■ **Tarea**: Extrae de los registros cada línea que contenga la palabra "person".

■ **Datos proporcionados**:
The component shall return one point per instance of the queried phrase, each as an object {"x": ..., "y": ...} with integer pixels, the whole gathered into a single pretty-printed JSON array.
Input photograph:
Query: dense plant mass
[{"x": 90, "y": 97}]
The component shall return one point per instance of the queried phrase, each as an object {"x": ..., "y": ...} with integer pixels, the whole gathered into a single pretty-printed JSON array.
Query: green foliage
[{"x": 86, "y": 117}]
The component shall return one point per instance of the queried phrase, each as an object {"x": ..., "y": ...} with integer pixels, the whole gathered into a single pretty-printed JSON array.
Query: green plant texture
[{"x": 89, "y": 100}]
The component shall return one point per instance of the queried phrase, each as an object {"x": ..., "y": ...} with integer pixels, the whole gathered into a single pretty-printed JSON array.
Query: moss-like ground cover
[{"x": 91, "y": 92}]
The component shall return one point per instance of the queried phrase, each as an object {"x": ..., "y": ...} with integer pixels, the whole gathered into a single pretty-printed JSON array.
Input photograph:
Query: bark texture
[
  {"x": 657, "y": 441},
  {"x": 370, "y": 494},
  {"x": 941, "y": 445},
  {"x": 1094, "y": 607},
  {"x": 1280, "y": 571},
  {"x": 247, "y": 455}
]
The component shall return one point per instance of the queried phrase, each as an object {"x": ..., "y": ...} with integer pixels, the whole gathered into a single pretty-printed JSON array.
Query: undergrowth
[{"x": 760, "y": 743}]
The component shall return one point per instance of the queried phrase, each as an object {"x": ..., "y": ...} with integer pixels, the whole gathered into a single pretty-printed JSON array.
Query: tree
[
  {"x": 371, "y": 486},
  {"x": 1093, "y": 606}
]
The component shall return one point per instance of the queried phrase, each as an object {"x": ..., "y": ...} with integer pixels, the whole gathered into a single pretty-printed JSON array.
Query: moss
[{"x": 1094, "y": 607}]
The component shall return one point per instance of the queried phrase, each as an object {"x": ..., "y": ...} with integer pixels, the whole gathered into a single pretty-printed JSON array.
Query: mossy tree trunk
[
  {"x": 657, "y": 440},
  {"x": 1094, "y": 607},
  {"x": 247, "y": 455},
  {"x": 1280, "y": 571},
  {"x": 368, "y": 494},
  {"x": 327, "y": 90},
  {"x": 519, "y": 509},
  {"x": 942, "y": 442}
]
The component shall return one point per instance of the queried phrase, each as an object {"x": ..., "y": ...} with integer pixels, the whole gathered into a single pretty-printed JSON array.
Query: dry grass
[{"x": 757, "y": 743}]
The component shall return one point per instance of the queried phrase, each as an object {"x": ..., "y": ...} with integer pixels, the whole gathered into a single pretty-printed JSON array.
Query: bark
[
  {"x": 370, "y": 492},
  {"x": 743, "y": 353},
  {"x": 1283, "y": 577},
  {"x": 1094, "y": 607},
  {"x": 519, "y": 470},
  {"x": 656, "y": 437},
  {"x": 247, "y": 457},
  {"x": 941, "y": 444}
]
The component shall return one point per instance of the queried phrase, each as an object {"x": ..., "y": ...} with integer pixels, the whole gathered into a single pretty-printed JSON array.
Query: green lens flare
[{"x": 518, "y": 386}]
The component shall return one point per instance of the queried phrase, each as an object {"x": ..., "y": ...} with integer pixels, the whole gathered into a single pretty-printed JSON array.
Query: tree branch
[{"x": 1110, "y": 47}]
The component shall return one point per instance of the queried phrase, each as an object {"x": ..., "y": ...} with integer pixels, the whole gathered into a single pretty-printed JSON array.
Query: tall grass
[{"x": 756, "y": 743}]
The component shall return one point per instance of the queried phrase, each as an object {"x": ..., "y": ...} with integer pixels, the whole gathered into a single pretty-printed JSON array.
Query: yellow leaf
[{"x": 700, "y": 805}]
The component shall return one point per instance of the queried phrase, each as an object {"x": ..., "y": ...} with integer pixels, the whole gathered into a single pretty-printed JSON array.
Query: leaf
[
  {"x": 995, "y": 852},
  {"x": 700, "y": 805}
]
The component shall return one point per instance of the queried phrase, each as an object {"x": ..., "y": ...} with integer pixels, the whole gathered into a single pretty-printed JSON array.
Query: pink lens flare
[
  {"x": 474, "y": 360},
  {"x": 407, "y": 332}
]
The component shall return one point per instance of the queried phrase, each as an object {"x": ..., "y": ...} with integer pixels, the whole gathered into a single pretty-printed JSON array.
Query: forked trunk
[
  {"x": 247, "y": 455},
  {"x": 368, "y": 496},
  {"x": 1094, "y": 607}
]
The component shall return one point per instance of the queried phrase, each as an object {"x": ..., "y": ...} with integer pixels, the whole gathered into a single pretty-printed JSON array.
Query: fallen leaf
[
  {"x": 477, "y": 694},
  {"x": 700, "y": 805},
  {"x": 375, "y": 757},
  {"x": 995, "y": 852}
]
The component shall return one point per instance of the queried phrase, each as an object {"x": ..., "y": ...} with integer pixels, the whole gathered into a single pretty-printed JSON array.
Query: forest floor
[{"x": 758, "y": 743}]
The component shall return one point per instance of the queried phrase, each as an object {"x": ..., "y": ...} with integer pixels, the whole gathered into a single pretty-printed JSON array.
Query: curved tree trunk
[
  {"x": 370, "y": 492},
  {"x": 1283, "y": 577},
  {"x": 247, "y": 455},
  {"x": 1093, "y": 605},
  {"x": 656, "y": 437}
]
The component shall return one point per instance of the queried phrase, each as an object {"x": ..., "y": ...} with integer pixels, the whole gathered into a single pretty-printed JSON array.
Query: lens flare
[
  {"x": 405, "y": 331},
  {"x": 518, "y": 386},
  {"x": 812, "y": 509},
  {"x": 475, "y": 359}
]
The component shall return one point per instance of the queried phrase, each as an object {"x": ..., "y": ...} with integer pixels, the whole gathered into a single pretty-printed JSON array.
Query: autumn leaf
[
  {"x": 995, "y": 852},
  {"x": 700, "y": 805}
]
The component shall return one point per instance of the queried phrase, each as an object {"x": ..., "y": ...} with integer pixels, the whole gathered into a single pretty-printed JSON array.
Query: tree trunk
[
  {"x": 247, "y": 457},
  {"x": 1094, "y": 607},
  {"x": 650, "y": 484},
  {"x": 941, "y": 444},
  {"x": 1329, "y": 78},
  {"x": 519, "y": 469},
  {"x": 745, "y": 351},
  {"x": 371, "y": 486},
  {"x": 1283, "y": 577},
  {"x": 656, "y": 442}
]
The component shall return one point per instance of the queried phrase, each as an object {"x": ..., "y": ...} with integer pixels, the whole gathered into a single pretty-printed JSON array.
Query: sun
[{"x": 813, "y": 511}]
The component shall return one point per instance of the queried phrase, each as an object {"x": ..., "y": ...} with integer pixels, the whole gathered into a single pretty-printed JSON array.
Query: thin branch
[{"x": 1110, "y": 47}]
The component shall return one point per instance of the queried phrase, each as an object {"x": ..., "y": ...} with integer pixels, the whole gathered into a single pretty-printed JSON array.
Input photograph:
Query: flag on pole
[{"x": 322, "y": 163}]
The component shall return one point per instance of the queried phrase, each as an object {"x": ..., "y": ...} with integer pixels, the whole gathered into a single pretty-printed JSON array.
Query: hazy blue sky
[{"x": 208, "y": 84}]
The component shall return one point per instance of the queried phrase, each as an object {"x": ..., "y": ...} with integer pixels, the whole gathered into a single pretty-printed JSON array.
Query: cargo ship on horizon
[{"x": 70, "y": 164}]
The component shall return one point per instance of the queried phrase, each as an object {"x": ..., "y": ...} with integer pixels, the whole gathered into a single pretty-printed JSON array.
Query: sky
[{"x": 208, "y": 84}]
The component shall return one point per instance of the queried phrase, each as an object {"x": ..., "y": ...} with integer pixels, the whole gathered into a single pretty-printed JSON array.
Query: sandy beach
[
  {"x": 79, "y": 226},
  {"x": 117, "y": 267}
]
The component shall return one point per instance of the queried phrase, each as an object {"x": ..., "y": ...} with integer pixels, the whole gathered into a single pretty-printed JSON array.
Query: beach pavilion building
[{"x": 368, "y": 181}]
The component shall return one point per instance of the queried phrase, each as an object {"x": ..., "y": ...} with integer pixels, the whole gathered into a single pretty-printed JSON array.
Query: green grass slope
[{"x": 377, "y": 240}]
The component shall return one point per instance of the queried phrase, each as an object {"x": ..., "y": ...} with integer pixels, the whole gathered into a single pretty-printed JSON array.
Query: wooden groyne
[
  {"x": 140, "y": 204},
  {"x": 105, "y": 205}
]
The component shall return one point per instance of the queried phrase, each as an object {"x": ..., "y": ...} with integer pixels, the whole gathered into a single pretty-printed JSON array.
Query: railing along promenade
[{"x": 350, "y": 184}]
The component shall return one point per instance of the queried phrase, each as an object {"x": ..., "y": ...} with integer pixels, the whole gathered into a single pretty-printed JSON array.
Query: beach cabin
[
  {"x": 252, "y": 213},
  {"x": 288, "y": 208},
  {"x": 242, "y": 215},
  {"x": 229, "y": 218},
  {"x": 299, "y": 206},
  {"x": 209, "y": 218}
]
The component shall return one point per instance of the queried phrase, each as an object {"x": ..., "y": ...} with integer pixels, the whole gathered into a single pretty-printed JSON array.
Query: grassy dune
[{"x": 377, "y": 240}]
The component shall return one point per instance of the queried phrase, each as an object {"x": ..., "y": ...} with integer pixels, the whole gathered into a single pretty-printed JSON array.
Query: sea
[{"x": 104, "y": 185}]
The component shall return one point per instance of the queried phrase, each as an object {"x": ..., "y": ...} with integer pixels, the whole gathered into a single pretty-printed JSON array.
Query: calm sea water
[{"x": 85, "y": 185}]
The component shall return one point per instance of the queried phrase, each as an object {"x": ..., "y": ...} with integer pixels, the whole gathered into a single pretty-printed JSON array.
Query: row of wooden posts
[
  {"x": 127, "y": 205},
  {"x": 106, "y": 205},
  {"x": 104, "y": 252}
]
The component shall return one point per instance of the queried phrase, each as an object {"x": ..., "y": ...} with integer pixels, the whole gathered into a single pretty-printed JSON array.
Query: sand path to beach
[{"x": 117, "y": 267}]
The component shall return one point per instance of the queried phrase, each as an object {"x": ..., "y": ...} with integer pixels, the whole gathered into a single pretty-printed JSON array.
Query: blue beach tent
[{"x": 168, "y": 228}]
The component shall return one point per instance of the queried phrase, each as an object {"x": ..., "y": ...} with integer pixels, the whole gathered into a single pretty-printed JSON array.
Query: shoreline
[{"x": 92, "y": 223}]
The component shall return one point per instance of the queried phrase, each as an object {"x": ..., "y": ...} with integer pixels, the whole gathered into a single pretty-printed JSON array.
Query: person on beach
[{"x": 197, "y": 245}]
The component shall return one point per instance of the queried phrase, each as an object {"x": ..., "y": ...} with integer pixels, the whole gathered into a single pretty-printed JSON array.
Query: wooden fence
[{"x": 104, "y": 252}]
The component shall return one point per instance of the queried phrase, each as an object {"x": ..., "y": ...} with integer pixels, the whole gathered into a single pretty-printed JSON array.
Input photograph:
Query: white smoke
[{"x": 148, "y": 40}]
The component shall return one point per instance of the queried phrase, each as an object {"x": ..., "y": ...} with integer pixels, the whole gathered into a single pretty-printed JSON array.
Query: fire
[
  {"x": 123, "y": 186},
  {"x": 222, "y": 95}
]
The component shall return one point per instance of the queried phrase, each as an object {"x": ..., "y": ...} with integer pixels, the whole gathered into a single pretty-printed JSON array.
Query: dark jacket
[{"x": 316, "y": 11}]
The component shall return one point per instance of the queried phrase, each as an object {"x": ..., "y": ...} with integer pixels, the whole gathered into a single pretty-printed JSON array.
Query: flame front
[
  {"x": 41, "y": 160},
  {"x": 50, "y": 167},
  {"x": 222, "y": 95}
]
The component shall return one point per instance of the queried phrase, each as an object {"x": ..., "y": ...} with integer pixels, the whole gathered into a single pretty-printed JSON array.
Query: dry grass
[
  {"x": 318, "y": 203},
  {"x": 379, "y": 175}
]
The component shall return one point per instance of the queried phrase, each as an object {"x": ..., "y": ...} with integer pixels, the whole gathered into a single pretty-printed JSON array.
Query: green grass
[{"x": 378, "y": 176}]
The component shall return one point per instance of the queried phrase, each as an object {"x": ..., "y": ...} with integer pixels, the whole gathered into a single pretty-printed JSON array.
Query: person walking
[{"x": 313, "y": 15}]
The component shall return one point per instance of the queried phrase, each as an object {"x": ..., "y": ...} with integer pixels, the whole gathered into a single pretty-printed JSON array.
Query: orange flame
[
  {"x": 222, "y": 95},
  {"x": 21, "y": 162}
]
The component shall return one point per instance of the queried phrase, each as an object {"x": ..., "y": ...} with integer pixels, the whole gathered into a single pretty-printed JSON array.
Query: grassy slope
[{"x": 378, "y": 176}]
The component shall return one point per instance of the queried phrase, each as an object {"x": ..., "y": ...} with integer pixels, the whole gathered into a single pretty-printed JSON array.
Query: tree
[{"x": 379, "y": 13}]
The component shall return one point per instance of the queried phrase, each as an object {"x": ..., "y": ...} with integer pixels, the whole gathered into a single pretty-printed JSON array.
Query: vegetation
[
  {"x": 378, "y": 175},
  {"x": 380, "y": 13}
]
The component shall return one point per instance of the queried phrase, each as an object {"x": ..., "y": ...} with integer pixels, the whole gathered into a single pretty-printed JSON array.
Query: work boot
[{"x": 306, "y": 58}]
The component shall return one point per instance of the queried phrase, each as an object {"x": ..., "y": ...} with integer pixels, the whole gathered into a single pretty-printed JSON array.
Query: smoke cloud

■ **Respuesta desarrollada**:
Query: person on beach
Query: person walking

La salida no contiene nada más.